Once in the cockpit with seatbelts on, the helicopter blades start turning slowly. Within moments, the blades speed up and a dull roar fills the air.

The radio is crackling with life. Voices of other flyers and radio operators can be heard.

The aircraft is now drifting upwards like a plume of smoke. Soon the Bell is soaring over town. The Squamish River becomes a gentle teal S-curve in the distance at the bottom, and the clouds become neighbours that seem to be within an arm's reach.

It's a familiar ritual every time the helicopter takes off.

While the current circumstances are leisurely, there are many other cases when pilots go through this routine for more pressing matters.

Blackcomb Helicopters is hired by Emergency Management BC to provide aerial support for search and rescue groups, such as Squamish SAR.

“Usually, we're sitting down for dinner and the phone call goes off, and it's search and rescue,” said Fonseca.

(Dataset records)
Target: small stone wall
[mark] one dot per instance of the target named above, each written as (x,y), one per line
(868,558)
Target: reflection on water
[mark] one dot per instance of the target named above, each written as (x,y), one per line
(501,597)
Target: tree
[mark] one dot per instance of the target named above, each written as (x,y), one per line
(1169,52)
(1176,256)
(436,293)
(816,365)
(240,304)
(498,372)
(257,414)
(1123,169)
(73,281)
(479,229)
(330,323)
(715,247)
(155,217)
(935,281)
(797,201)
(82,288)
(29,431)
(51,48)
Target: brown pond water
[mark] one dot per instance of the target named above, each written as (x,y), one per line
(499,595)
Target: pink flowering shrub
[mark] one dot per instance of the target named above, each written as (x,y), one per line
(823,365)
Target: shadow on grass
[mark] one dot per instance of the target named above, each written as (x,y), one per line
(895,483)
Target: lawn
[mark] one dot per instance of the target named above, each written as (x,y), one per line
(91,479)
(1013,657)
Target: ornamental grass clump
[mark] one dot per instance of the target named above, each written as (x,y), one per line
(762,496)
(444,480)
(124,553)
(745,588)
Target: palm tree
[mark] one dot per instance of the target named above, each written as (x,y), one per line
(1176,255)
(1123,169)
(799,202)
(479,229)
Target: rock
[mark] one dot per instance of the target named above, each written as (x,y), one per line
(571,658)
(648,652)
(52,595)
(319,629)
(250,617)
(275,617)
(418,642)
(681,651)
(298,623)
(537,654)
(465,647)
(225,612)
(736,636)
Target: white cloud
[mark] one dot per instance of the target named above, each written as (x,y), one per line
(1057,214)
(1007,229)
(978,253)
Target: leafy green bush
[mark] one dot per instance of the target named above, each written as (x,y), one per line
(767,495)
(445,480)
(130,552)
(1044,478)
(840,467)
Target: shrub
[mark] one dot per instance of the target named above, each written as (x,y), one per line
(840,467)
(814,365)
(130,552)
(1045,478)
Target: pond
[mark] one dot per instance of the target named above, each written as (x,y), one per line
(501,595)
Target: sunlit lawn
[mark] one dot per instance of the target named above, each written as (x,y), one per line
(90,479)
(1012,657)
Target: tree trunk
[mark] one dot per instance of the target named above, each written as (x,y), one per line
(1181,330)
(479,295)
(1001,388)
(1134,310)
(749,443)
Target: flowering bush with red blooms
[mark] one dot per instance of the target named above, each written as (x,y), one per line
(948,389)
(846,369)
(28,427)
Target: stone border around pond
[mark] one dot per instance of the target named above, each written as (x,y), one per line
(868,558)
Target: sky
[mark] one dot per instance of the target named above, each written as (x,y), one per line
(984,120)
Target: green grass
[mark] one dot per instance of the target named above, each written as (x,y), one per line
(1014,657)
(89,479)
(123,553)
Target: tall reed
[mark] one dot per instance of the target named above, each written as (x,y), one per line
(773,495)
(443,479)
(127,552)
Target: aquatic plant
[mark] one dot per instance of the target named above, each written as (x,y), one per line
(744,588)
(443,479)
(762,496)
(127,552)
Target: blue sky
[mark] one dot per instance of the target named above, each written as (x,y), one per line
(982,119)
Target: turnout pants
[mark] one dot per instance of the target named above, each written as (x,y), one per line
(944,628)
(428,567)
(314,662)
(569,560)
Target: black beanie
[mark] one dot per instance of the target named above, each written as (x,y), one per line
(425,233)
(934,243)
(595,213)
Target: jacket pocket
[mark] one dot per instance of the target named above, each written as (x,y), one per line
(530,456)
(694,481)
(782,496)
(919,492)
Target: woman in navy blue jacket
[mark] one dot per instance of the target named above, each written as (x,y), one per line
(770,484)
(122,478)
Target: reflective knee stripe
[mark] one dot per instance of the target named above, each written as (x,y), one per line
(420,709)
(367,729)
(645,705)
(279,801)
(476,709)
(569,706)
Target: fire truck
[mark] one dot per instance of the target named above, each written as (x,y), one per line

* [Prompt 1]:
In two sentences, what does the helicopter passage describe?
* [Prompt 2]:
According to the helicopter passage, who hires Blackcomb Helicopters to provide aerial support for search and rescue groups?
* [Prompt 3]:
Can you write what comes next in the helicopter passage, picking up after its final sentence?
This data has no connection to the helicopter passage.

* [Task result 1]:
Once the helicopter's blades spin up and the radio crackles, the Bell rises over town with the Squamish River below and clouds seemingly within reach, a ritual repeated at every takeoff. Pilots also go through this routine for more pressing matters, as Blackcomb Helicopters is hired by Emergency Management BC to provide aerial support for search and rescue groups such as Squamish SAR.

* [Task result 2]:
Emergency Management BC.

* [Task result 3]:
“From the air, it's, I'd say if nothing else, rewarding when we finish the task and everyone's out of the bush safe and sound. It's kind of every different emotion, depending on the call.”

At the time of this interview, which was on June 15, the Blackcomb Helicopter team was involved in operations that were making headlines.

In one case, 25-year-old Meredith Sambu was declared missing after he fell into the Squamish River on Mother's Day.

“That went on for three days - it was a pretty harrowing thing,” said Ben Hawkins, pilot and base manager for Blackcomb's Squamish headquarters.

Hawkins had also just recently rescued a fallen climber.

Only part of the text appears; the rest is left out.